╔══
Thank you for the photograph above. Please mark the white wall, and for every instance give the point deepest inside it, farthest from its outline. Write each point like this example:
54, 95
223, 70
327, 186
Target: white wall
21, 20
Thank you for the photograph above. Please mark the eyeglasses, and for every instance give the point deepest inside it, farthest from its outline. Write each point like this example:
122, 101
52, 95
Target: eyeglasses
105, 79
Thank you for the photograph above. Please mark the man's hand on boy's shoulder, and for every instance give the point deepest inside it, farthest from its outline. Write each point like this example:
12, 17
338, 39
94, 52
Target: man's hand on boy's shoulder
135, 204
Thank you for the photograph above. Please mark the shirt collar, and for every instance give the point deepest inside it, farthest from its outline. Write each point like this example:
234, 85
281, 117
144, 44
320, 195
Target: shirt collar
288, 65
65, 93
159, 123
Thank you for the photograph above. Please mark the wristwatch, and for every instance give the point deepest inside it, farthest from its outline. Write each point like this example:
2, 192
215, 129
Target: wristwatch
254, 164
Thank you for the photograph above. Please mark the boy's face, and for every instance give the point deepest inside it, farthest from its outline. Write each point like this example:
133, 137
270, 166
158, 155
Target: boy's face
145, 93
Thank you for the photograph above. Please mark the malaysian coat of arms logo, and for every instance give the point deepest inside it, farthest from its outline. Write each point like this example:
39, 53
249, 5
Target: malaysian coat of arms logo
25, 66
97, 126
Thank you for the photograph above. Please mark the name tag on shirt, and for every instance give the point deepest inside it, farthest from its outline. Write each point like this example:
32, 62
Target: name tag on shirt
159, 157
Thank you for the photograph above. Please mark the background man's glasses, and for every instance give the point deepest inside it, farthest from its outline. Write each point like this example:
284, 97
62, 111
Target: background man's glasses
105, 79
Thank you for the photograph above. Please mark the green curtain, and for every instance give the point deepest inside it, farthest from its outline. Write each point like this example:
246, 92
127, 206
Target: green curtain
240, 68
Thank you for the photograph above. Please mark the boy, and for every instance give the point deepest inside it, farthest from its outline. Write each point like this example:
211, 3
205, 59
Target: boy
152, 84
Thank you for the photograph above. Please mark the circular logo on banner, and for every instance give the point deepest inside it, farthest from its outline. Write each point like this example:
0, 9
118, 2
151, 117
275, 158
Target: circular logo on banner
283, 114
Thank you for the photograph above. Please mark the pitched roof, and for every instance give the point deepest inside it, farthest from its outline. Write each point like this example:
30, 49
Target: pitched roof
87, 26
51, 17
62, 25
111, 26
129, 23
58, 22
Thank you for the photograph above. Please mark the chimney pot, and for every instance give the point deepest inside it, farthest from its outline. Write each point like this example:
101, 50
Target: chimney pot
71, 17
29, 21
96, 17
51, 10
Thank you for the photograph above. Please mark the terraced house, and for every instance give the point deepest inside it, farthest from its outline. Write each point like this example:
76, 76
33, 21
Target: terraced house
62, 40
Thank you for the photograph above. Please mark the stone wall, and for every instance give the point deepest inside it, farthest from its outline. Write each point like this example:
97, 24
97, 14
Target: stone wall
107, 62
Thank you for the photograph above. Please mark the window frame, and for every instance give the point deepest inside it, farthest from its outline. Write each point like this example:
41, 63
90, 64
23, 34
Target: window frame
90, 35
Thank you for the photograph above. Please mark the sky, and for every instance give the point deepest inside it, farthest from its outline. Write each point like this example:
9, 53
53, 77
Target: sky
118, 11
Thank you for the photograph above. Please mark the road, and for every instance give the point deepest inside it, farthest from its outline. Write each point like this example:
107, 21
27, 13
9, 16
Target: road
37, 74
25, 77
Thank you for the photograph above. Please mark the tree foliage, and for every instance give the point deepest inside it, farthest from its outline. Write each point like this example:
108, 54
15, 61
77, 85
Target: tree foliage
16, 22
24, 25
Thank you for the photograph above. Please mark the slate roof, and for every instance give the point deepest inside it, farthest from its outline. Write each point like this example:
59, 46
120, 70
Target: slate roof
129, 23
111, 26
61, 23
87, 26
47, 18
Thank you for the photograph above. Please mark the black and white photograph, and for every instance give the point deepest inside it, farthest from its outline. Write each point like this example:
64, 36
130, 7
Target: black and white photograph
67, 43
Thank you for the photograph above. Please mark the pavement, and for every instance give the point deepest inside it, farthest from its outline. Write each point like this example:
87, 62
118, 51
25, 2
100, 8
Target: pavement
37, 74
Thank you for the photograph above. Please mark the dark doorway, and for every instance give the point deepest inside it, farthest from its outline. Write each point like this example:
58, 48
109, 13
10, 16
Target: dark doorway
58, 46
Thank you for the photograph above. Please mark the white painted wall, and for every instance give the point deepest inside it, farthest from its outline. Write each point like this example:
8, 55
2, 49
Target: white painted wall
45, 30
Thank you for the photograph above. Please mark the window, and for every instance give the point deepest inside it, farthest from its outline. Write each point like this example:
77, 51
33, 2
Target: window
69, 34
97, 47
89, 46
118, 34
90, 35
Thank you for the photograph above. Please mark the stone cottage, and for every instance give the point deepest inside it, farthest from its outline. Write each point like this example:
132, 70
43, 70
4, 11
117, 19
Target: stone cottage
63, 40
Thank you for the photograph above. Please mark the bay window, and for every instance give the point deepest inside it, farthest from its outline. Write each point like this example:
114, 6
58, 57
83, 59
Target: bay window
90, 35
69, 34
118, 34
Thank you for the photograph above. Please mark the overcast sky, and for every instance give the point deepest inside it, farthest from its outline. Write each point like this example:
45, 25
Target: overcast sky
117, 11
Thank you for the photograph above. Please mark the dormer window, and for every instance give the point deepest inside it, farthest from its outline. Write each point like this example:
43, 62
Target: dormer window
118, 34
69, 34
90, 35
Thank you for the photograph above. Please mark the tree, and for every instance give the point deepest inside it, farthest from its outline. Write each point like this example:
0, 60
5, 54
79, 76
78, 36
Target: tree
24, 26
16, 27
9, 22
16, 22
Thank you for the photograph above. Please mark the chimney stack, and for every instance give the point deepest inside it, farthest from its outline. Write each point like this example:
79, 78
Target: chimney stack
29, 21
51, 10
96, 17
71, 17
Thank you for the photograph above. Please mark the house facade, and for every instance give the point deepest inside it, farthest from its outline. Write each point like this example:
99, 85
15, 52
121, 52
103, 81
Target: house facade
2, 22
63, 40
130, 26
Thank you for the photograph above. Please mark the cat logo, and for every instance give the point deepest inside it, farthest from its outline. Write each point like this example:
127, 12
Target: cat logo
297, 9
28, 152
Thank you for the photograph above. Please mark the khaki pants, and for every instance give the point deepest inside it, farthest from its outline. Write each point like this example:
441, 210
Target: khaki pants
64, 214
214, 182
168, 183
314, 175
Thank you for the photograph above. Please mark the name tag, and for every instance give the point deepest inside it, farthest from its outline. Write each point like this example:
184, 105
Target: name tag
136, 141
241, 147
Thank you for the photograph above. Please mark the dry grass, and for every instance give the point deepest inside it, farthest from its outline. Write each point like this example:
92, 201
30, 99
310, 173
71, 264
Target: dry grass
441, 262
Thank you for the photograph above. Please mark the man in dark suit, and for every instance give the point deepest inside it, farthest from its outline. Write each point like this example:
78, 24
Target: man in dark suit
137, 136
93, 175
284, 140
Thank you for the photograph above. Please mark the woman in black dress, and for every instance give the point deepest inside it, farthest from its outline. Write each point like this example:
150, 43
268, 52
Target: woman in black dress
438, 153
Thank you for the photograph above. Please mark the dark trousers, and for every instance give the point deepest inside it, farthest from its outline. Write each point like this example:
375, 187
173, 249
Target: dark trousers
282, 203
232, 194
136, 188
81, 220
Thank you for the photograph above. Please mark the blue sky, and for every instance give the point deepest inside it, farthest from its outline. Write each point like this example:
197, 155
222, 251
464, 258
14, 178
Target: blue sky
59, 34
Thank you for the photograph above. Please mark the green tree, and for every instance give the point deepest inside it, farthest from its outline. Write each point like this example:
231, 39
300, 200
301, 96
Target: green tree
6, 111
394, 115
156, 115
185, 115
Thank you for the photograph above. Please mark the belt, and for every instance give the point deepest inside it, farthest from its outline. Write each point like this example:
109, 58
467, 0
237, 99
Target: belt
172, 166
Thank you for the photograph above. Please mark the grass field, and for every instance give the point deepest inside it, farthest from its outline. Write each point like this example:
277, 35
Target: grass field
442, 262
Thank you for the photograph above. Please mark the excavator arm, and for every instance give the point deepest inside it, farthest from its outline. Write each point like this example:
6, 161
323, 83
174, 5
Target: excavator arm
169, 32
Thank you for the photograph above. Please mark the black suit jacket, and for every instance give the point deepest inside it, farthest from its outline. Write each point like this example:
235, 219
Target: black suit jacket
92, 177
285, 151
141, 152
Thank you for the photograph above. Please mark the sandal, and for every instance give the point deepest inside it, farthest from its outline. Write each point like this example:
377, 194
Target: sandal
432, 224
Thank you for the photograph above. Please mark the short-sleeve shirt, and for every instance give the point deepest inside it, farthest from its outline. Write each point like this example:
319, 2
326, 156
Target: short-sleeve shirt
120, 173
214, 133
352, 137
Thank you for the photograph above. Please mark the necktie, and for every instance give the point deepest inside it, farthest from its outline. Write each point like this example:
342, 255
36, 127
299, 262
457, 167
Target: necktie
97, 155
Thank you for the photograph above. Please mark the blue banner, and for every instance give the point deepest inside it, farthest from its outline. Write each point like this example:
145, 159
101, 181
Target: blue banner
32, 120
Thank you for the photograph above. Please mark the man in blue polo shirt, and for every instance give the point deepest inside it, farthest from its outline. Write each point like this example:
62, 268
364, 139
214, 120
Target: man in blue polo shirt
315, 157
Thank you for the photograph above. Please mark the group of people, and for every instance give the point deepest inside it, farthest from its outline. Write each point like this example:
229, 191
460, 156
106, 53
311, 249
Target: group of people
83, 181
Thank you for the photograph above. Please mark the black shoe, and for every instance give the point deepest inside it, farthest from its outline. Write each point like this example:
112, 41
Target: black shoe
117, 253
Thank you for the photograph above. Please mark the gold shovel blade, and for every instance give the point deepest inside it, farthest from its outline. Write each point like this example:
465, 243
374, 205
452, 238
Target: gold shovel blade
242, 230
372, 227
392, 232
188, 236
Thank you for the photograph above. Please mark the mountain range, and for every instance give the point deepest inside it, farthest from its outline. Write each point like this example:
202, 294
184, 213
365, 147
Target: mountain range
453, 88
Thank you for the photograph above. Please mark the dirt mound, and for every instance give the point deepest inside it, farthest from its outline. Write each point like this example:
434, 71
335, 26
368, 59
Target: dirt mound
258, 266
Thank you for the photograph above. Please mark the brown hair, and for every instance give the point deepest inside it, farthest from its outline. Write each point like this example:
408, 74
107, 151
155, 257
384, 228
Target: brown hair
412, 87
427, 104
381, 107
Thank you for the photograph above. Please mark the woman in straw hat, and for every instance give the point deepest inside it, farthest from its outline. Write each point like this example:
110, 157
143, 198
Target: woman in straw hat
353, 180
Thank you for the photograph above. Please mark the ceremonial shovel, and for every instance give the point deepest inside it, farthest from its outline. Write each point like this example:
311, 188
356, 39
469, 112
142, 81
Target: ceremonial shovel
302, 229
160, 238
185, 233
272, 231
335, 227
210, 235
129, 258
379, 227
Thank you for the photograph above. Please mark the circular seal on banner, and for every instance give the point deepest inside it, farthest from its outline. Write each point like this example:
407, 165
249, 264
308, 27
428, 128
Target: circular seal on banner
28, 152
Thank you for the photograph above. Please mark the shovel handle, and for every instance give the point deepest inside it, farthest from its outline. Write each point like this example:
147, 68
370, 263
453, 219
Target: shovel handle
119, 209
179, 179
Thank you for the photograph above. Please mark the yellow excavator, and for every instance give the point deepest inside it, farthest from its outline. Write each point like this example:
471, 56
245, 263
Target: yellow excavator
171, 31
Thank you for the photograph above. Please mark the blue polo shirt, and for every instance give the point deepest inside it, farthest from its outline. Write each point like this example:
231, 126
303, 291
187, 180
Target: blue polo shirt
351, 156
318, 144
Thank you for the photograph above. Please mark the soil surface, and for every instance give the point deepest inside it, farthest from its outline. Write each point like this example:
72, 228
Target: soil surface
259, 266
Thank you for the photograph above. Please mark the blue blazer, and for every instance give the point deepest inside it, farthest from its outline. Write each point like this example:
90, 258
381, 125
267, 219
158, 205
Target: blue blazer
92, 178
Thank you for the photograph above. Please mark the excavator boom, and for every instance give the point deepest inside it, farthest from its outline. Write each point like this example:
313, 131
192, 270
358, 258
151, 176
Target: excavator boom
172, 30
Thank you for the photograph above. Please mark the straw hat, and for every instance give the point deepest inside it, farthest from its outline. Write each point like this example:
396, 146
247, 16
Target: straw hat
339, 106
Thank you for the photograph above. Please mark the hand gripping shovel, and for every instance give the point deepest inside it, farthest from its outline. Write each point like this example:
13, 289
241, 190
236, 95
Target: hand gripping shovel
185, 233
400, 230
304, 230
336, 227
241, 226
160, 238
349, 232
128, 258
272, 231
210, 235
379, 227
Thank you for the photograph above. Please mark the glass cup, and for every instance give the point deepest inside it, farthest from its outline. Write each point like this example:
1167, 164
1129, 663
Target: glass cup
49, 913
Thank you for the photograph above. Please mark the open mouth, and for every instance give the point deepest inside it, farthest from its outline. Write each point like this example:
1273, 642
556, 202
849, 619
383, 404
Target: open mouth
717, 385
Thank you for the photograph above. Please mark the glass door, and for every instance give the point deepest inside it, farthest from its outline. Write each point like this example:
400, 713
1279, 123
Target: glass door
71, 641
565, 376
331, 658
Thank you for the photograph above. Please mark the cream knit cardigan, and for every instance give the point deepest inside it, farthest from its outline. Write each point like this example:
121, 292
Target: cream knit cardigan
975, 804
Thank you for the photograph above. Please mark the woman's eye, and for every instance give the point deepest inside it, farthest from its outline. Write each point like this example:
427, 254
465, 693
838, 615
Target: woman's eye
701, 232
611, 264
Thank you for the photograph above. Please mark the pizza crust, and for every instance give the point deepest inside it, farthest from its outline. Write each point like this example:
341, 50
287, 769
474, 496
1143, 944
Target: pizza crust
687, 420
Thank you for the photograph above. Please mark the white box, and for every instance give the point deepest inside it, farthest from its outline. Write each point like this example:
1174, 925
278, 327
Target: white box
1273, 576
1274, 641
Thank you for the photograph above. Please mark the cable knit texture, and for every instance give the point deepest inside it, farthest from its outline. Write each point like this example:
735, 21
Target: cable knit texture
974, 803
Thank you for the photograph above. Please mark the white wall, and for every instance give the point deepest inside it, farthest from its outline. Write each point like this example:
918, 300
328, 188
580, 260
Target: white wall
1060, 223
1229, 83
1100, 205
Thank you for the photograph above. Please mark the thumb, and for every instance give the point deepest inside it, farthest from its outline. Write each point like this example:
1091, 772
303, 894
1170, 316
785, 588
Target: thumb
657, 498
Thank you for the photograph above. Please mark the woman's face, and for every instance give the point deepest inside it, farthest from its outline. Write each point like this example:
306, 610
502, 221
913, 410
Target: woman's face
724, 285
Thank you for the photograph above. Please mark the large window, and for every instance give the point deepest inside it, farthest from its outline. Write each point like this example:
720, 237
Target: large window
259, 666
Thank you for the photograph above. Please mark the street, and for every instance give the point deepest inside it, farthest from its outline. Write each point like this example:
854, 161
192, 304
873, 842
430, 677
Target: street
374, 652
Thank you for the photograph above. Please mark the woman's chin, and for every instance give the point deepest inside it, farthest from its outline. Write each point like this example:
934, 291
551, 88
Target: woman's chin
╚══
Copy the records word for word, starting at the line that contains "woman's face, and" and ending with the last line of the records.

## Answer for this exercise
Thank you for the photograph above. Please mark the woman's face, and for every instance give the point deepest inside it, farthest from its outline. Write each point like this example:
306, 610
502, 221
913, 410
Target: woman's face
724, 285
Thank you for the photograph above. Please mark the large window, and for every instance give the point deepest inside it, farthest from its outline. Write each point like this example:
720, 237
Target: large window
259, 666
Thank you for the photograph above. Please mark the street, and for every instance give the point deepest inside it, farthest from its outline. Write each point like this example:
854, 161
192, 304
873, 842
430, 677
Target: street
374, 652
Thank you for the photograph above. Please mark the woman's chin, and for every instance give the point deepest inside it, farthest from its outline. Write each point like this example:
934, 291
551, 88
Target: woman's chin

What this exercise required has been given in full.